▶ [TRAVAIL À RÉALISER]:
(1) D'après l'extrait sur Brousson, quelle somme offrait-on à qui livrerait ce « perturbateur du repos public » ?
(2) Reprenez l'extrait sur Brousson et écrivez-en la suite à partir de sa dernière phrase.

▶ [EXTRAIT DE RÉFÉRENCE]:
Dès la fin juillet et quoiqu'à peine rétabli, Brousson s'était remis à prêcher dans la région d'Uzès où le peuple accueillit son retour avec une joie et une reconnaissance touchantes, en sorte « qu'il ne pouvait se retirer, après les saintes assemblées qu'il ne vint (le peuple) se jeter sur son cou, le baiser et lui souhaiter mille bénédictions ».

Brousson comptait dans cette région d'innombrables amis, absolument sûrs, de ceux dont il disait « qu'ils périraient plutôt que de le déceler ».

Lorsque le pasteur traqué errait dans la campagne sans pouvoir s'approcher des lieux habités, ces amis, inquiets, tentaient encore de l'aider et, dans l'ignorance de l'endroit exact où il se trouvait, ils apportaient des vivres « qu'on laissait à tout hasard dans les bois et sur les chemins en les couvrant de quelques feuilles, dans l'espérance que la Providence lui faisant rencontrer ces provisions, on l'empêcherait de mourir de faim ».

Il fallait que l'attachement des huguenots à leur pasteur fut grand pour qu'ils n'hésitassent pas à courir le risque de se faire arrêter venant en aide au hors-la-loi, alors que les Puissances venaient de faire afficher partout de nouveaux placards où elles renouvelaient l'offre de cinq mille livres à qui livrerait ce « perturbateur du repos public », offre qui valut aussitôt à Bâville une lettre de Brousson, venue, il ne savait par quel mystérieux chemin, datée, il ne savait d'où, qui faisait appel une fois de plus, avec une candeur obstinée, à la compréhension de l'intendant et lui prodiguait de sévères avertissements.

▶ [DONNÉES FOURNIES]:
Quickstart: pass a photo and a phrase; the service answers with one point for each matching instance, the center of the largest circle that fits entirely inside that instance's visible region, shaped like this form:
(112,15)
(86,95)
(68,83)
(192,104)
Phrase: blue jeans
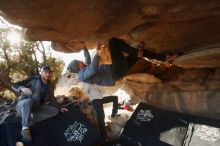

▶ [RÉPONSES PAR POINT]:
(1) Cinq mille livres.

(2)
Comme on peut bien le penser, ces avertissements laissèrent le grand seigneur froid et méprisant et sa police, lancée aux trousses du pasteur, n'en ralentit pas, pour autant, son activité.

Cette activité fut même couronnée d'un certain succès. On ne parvint pas à prendre Brousson... mais, brusquement, à la fin décembre de cette année 1693, on apprit, non sans stupeur, qu'il avait quitte la France.

Ses ennemis s'en réjouirent, croyant son départ définitif. En réalité, Brousson n'avait gagne le Refuge que provisoirement.

Les raisons de ce départ ? Elles sont multiples. D'abord, la situation du pasteur devenait intenable. Des alertes incessantes le chassaient de lieu en lieu.

Le 11 octobre, il avait failli être capture. Il se trouvait avec son accompagnateur dans une bergerie où ils avaient passe la nuit. Au moment ou ils achevaient leur repas, un paysan les surprit. Les soldats prévenus accoururent aussitôt, mais Brousson avait déjà disparu et l'on ne trouva dans la bergerie « qu'une couverte de laine blanche et trois draps », les reste du repas et des livres de piété.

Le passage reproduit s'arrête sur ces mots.